__Work request__
Count the lines in the rows below that contain the string "positive", treating case as significant, and give only the number.

__Provided information__

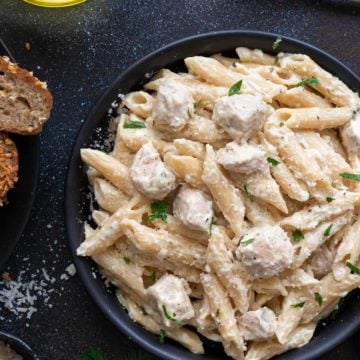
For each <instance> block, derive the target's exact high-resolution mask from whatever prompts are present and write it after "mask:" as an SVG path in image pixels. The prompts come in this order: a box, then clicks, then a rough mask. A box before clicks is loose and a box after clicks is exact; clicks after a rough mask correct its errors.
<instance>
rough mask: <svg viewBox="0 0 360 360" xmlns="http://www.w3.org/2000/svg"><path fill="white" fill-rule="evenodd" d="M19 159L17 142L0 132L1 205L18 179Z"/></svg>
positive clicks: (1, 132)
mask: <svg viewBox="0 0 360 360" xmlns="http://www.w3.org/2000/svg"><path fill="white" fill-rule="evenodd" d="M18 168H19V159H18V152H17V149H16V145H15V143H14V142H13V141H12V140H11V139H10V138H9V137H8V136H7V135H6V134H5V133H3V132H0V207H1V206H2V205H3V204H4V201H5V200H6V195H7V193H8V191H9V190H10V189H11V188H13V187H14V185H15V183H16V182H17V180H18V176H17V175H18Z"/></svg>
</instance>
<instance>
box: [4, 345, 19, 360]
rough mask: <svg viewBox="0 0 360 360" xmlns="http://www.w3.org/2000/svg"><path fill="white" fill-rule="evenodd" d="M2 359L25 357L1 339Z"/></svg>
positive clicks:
* * *
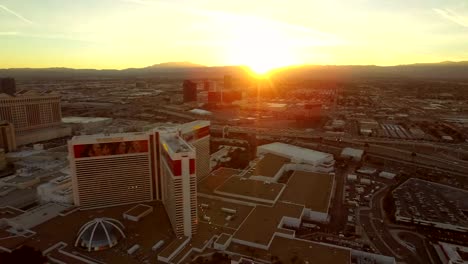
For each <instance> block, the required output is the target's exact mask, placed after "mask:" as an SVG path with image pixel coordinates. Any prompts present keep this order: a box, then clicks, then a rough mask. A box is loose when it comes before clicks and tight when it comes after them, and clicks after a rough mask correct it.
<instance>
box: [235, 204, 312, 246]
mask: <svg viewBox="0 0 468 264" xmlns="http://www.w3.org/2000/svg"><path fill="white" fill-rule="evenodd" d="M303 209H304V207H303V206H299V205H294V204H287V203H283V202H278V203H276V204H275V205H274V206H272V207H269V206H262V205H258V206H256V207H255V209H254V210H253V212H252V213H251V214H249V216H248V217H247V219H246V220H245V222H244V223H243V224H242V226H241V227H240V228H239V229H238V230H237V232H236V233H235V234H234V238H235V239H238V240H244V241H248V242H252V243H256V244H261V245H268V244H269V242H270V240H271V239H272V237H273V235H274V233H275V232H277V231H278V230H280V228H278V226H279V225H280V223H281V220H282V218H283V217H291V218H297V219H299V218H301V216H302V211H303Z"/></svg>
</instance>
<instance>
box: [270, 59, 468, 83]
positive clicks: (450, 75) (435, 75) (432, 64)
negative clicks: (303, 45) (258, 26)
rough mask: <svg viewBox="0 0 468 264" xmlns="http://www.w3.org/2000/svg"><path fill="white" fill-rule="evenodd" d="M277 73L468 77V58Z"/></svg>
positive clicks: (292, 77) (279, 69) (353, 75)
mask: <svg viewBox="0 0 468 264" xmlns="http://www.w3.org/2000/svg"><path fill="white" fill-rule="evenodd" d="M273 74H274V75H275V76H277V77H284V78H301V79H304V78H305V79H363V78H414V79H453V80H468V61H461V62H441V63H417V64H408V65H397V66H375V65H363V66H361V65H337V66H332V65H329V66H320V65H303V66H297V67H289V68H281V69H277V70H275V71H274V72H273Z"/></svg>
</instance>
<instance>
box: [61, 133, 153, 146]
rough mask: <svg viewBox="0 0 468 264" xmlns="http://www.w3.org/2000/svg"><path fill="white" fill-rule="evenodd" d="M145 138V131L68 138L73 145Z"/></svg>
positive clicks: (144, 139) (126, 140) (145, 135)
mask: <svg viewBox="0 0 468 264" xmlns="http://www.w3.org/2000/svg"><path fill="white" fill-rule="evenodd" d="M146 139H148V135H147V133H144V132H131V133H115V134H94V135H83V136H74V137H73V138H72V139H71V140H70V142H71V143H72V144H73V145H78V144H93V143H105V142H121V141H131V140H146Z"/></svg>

__Reply__
5